(Text-to-region grounding data)
* * * * * * * * *

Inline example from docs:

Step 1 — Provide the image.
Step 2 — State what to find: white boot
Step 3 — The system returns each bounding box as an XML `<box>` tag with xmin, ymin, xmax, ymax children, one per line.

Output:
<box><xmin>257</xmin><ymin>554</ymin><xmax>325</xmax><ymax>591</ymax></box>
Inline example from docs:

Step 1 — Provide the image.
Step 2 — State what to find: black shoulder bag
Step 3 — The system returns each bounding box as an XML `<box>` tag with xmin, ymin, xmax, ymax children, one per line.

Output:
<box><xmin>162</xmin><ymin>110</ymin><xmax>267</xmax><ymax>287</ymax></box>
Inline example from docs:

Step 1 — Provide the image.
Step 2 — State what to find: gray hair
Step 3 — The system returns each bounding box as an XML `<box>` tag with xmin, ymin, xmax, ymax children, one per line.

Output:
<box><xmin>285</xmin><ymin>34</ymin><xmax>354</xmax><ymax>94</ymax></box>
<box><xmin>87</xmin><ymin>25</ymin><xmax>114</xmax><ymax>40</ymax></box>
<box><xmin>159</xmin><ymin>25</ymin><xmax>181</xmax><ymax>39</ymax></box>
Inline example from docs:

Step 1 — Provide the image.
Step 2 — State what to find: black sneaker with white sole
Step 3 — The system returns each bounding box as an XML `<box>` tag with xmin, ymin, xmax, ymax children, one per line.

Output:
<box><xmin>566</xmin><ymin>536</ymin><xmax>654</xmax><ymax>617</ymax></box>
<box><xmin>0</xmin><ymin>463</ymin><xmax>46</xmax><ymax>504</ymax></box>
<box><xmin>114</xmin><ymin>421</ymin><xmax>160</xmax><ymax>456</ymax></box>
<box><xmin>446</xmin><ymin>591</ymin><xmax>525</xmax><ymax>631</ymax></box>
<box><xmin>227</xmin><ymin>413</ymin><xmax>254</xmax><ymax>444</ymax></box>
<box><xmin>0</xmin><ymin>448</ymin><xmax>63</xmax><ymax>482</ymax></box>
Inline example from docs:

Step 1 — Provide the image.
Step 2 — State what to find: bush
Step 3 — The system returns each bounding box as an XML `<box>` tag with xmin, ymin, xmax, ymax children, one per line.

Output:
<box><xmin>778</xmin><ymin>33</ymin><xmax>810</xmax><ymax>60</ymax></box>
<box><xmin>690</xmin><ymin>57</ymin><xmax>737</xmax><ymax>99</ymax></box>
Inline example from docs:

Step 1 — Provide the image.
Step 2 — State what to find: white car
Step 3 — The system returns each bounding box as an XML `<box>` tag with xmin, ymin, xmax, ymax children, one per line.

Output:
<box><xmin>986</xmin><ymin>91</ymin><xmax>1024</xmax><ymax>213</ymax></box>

* * * * * * * * *

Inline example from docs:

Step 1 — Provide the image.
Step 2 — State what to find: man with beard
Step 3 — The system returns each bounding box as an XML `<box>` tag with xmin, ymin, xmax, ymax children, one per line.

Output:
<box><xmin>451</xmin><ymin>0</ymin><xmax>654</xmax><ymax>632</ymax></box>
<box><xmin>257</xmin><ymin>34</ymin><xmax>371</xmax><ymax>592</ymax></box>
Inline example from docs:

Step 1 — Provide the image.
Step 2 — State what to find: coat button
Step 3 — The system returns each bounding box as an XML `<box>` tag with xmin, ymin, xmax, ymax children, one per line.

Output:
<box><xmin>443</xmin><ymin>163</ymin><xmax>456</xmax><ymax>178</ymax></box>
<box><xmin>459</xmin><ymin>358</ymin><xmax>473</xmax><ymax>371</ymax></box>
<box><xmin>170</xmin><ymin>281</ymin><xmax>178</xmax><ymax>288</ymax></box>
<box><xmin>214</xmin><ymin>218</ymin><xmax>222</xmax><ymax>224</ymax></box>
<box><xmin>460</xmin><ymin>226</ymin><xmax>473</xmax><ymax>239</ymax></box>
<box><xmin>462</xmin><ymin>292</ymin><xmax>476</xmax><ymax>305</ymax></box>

* * * * * * * * *

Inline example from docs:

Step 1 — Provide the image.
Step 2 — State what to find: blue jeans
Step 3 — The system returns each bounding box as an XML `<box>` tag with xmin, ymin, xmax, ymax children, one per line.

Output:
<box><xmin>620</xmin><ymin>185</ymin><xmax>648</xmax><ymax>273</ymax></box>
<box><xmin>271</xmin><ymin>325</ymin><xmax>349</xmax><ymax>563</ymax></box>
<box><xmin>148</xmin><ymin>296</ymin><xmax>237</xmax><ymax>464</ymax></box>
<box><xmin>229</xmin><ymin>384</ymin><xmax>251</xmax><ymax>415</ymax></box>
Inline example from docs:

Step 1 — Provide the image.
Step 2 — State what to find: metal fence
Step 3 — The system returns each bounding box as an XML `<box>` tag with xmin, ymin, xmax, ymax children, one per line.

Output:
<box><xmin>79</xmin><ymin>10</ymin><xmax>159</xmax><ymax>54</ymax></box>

* * * * * * * * *

Assignment: Reply with the number of lines in the data that include the string "black" and nothing else.

The answer: 2